» **Items from a data source**
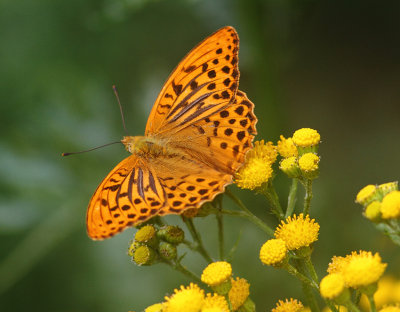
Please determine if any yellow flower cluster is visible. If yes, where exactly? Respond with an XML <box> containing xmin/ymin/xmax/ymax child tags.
<box><xmin>259</xmin><ymin>238</ymin><xmax>287</xmax><ymax>266</ymax></box>
<box><xmin>144</xmin><ymin>262</ymin><xmax>253</xmax><ymax>312</ymax></box>
<box><xmin>356</xmin><ymin>181</ymin><xmax>400</xmax><ymax>220</ymax></box>
<box><xmin>235</xmin><ymin>140</ymin><xmax>276</xmax><ymax>190</ymax></box>
<box><xmin>320</xmin><ymin>250</ymin><xmax>387</xmax><ymax>300</ymax></box>
<box><xmin>277</xmin><ymin>129</ymin><xmax>321</xmax><ymax>180</ymax></box>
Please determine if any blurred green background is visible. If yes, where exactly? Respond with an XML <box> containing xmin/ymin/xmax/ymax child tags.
<box><xmin>1</xmin><ymin>0</ymin><xmax>400</xmax><ymax>311</ymax></box>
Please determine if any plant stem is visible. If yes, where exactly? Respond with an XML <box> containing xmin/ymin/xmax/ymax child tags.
<box><xmin>304</xmin><ymin>256</ymin><xmax>319</xmax><ymax>284</ymax></box>
<box><xmin>165</xmin><ymin>260</ymin><xmax>202</xmax><ymax>284</ymax></box>
<box><xmin>285</xmin><ymin>263</ymin><xmax>319</xmax><ymax>289</ymax></box>
<box><xmin>286</xmin><ymin>179</ymin><xmax>298</xmax><ymax>217</ymax></box>
<box><xmin>260</xmin><ymin>181</ymin><xmax>285</xmax><ymax>220</ymax></box>
<box><xmin>346</xmin><ymin>301</ymin><xmax>362</xmax><ymax>312</ymax></box>
<box><xmin>182</xmin><ymin>217</ymin><xmax>213</xmax><ymax>263</ymax></box>
<box><xmin>294</xmin><ymin>259</ymin><xmax>320</xmax><ymax>312</ymax></box>
<box><xmin>367</xmin><ymin>294</ymin><xmax>377</xmax><ymax>312</ymax></box>
<box><xmin>303</xmin><ymin>179</ymin><xmax>313</xmax><ymax>215</ymax></box>
<box><xmin>216</xmin><ymin>212</ymin><xmax>224</xmax><ymax>260</ymax></box>
<box><xmin>221</xmin><ymin>210</ymin><xmax>274</xmax><ymax>236</ymax></box>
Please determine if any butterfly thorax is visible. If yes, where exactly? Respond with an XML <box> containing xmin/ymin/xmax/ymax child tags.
<box><xmin>122</xmin><ymin>136</ymin><xmax>174</xmax><ymax>158</ymax></box>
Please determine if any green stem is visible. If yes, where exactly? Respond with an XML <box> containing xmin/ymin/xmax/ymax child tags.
<box><xmin>259</xmin><ymin>181</ymin><xmax>285</xmax><ymax>220</ymax></box>
<box><xmin>182</xmin><ymin>217</ymin><xmax>213</xmax><ymax>263</ymax></box>
<box><xmin>221</xmin><ymin>210</ymin><xmax>274</xmax><ymax>236</ymax></box>
<box><xmin>164</xmin><ymin>260</ymin><xmax>202</xmax><ymax>284</ymax></box>
<box><xmin>346</xmin><ymin>300</ymin><xmax>362</xmax><ymax>312</ymax></box>
<box><xmin>294</xmin><ymin>259</ymin><xmax>320</xmax><ymax>312</ymax></box>
<box><xmin>367</xmin><ymin>294</ymin><xmax>377</xmax><ymax>312</ymax></box>
<box><xmin>216</xmin><ymin>212</ymin><xmax>224</xmax><ymax>260</ymax></box>
<box><xmin>225</xmin><ymin>190</ymin><xmax>275</xmax><ymax>236</ymax></box>
<box><xmin>286</xmin><ymin>179</ymin><xmax>298</xmax><ymax>217</ymax></box>
<box><xmin>285</xmin><ymin>263</ymin><xmax>319</xmax><ymax>289</ymax></box>
<box><xmin>303</xmin><ymin>179</ymin><xmax>313</xmax><ymax>215</ymax></box>
<box><xmin>325</xmin><ymin>301</ymin><xmax>339</xmax><ymax>312</ymax></box>
<box><xmin>304</xmin><ymin>256</ymin><xmax>319</xmax><ymax>284</ymax></box>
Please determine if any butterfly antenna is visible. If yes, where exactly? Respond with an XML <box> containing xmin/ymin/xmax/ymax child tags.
<box><xmin>113</xmin><ymin>85</ymin><xmax>128</xmax><ymax>135</ymax></box>
<box><xmin>62</xmin><ymin>141</ymin><xmax>122</xmax><ymax>156</ymax></box>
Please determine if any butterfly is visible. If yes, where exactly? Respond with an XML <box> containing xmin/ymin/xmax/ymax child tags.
<box><xmin>87</xmin><ymin>26</ymin><xmax>257</xmax><ymax>240</ymax></box>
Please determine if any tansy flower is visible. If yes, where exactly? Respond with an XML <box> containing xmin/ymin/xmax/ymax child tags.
<box><xmin>164</xmin><ymin>283</ymin><xmax>204</xmax><ymax>312</ymax></box>
<box><xmin>202</xmin><ymin>293</ymin><xmax>229</xmax><ymax>312</ymax></box>
<box><xmin>133</xmin><ymin>245</ymin><xmax>157</xmax><ymax>266</ymax></box>
<box><xmin>320</xmin><ymin>273</ymin><xmax>347</xmax><ymax>300</ymax></box>
<box><xmin>279</xmin><ymin>156</ymin><xmax>300</xmax><ymax>178</ymax></box>
<box><xmin>292</xmin><ymin>128</ymin><xmax>320</xmax><ymax>148</ymax></box>
<box><xmin>247</xmin><ymin>140</ymin><xmax>278</xmax><ymax>163</ymax></box>
<box><xmin>135</xmin><ymin>225</ymin><xmax>157</xmax><ymax>243</ymax></box>
<box><xmin>272</xmin><ymin>298</ymin><xmax>303</xmax><ymax>312</ymax></box>
<box><xmin>365</xmin><ymin>201</ymin><xmax>382</xmax><ymax>222</ymax></box>
<box><xmin>378</xmin><ymin>181</ymin><xmax>398</xmax><ymax>196</ymax></box>
<box><xmin>298</xmin><ymin>153</ymin><xmax>320</xmax><ymax>179</ymax></box>
<box><xmin>274</xmin><ymin>214</ymin><xmax>320</xmax><ymax>250</ymax></box>
<box><xmin>356</xmin><ymin>184</ymin><xmax>378</xmax><ymax>206</ymax></box>
<box><xmin>380</xmin><ymin>191</ymin><xmax>400</xmax><ymax>219</ymax></box>
<box><xmin>342</xmin><ymin>251</ymin><xmax>387</xmax><ymax>289</ymax></box>
<box><xmin>235</xmin><ymin>157</ymin><xmax>273</xmax><ymax>190</ymax></box>
<box><xmin>327</xmin><ymin>256</ymin><xmax>350</xmax><ymax>275</ymax></box>
<box><xmin>201</xmin><ymin>262</ymin><xmax>232</xmax><ymax>287</ymax></box>
<box><xmin>228</xmin><ymin>277</ymin><xmax>250</xmax><ymax>311</ymax></box>
<box><xmin>259</xmin><ymin>238</ymin><xmax>287</xmax><ymax>266</ymax></box>
<box><xmin>379</xmin><ymin>305</ymin><xmax>400</xmax><ymax>312</ymax></box>
<box><xmin>145</xmin><ymin>303</ymin><xmax>164</xmax><ymax>312</ymax></box>
<box><xmin>360</xmin><ymin>275</ymin><xmax>400</xmax><ymax>310</ymax></box>
<box><xmin>277</xmin><ymin>135</ymin><xmax>298</xmax><ymax>158</ymax></box>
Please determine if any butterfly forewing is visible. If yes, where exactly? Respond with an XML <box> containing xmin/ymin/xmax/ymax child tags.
<box><xmin>166</xmin><ymin>90</ymin><xmax>257</xmax><ymax>175</ymax></box>
<box><xmin>145</xmin><ymin>26</ymin><xmax>240</xmax><ymax>135</ymax></box>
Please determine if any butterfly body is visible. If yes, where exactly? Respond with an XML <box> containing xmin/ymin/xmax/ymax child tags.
<box><xmin>86</xmin><ymin>27</ymin><xmax>258</xmax><ymax>240</ymax></box>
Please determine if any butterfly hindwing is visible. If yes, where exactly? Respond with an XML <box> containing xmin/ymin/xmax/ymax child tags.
<box><xmin>87</xmin><ymin>156</ymin><xmax>167</xmax><ymax>240</ymax></box>
<box><xmin>145</xmin><ymin>26</ymin><xmax>240</xmax><ymax>135</ymax></box>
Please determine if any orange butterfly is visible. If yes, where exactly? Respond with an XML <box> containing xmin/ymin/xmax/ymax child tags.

» **What the task requires**
Look above for the line containing "Please determine if any butterfly hindwing", then please write out that line and each one after it through the end, exactly, with nothing else.

» **Written solution**
Please determine if any butterfly hindwing is visible. If yes, where exactly? Respond with an XML <box> containing xmin/ymin/xmax/ymax child tags.
<box><xmin>87</xmin><ymin>156</ymin><xmax>167</xmax><ymax>240</ymax></box>
<box><xmin>145</xmin><ymin>26</ymin><xmax>240</xmax><ymax>135</ymax></box>
Please determine if any orange butterfly is visible. If yes, where exactly? Respond with an XML <box> containing xmin/ymin/xmax/ymax child tags.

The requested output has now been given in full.